ARTIKEL:

------

Begriff und Definition: Außergerichtliche Kosten

Außergerichtliche Kosten bezeichnen im deutschen Recht sämtliche im Zusammenhang mit der Rechtsverfolgung oder Rechtsverteidigung außerhalb eines gerichtlichen Verfahrens anfallenden Aufwendungen. Sie entstehen regelmäßig, bevor ein formelles gerichtliches Verfahren eingeleitet wird, wie etwa im Rahmen von Verhandlungen, bei der außergerichtlichen Geltendmachung oder Abwehr von Ansprüchen sowie bei Vergleichsgesprächen. Typische außergerichtliche Kosten sind insbesondere Anwaltskosten, Kosten für Gutachten sowie Aufwendungen für Korrespondenz, Reisen oder notwendige Übersetzungen.

Im engeren rechtlichen Sinne umfasst der Begriff alle Kosten, die außerhalb des gerichtlichen Verfahrens entstehen und nicht zu den Gerichtskosten im Sinne des Gerichtskostengesetzes (GKG) oder der jeweiligen Verfahrenskostengesetze zählen.

------

WORUM ES GEHT:
Gib aus dem Artikel den Teil wortgetreu aus, dessen erste Worte „Außergerichtliche Kosten bezeichnen“ enthalten und der mit „oder notwendige Übersetzungen.“ schließt. Die Einträge haben mit dem Artikel nichts zu tun.

ERFASSTE DATEN:
------

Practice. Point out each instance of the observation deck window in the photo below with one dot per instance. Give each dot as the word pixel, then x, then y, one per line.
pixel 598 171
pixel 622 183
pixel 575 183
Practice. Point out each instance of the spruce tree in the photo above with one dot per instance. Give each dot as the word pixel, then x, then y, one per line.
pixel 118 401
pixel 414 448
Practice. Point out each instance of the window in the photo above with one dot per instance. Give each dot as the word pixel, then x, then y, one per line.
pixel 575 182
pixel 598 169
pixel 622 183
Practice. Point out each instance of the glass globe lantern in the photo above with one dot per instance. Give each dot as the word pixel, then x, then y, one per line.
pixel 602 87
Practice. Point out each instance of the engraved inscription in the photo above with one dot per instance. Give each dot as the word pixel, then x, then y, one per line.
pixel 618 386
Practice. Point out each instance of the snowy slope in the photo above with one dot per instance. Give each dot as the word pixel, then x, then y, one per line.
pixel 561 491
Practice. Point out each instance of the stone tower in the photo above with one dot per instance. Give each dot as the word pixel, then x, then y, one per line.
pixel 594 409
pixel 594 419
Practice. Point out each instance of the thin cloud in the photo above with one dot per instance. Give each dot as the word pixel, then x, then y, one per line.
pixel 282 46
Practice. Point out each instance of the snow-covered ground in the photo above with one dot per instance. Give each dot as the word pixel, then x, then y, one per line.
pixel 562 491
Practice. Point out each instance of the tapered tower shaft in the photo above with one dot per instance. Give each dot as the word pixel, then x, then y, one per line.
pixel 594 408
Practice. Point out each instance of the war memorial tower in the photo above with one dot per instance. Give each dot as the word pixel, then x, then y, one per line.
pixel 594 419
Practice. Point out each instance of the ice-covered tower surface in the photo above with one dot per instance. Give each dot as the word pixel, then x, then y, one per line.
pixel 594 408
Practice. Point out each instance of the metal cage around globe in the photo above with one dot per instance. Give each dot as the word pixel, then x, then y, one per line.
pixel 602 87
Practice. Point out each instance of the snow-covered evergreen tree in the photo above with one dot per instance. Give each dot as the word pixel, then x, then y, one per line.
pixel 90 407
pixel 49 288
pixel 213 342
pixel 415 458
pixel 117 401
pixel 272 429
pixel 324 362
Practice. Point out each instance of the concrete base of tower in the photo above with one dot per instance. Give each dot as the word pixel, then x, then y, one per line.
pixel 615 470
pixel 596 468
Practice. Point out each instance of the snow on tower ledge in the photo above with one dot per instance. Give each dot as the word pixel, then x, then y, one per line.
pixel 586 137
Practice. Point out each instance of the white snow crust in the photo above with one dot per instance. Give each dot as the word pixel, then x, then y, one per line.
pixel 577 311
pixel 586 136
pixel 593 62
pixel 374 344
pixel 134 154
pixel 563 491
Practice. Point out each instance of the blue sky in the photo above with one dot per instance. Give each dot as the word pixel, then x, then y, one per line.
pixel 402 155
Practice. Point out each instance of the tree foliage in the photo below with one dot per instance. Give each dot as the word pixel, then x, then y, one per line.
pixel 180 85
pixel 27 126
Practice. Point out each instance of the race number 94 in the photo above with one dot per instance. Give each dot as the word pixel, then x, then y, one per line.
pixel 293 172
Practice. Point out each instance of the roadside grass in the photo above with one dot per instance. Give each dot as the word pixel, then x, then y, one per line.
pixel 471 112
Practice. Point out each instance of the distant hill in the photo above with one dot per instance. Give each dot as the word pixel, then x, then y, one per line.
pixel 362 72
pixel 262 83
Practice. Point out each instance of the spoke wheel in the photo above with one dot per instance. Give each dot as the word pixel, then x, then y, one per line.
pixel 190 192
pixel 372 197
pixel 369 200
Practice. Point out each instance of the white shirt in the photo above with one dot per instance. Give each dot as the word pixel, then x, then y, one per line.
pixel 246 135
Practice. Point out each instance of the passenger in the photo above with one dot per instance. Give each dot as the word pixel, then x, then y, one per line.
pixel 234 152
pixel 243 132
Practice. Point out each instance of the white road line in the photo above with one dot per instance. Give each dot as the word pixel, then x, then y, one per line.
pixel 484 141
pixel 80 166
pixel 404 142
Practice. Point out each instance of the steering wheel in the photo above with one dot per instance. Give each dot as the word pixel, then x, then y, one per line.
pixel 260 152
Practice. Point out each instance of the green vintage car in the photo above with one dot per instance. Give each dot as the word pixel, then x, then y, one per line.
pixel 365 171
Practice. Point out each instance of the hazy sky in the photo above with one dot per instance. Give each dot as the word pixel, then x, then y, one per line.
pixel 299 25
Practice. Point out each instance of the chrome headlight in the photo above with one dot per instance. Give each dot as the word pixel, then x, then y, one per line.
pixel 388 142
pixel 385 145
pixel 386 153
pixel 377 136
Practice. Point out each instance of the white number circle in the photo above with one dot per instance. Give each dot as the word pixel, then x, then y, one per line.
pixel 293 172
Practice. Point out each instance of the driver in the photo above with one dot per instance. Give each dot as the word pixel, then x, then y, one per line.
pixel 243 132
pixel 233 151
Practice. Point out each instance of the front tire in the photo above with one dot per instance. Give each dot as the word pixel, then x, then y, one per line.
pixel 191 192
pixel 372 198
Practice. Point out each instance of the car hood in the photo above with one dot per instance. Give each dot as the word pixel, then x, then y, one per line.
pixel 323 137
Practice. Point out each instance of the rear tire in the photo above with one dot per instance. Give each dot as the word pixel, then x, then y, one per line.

------

LÖSUNG:
Außergerichtliche Kosten bezeichnen im deutschen Recht sämtliche im Zusammenhang mit der Rechtsverfolgung oder Rechtsverteidigung außerhalb eines gerichtlichen Verfahrens anfallenden Aufwendungen. Sie entstehen regelmäßig, bevor ein formelles gerichtliches Verfahren eingeleitet wird, wie etwa im Rahmen von Verhandlungen, bei der außergerichtlichen Geltendmachung oder Abwehr von Ansprüchen sowie bei Vergleichsgesprächen. Typische außergerichtliche Kosten sind insbesondere Anwaltskosten, Kosten für Gutachten sowie Aufwendungen für Korrespondenz, Reisen oder notwendige Übersetzungen.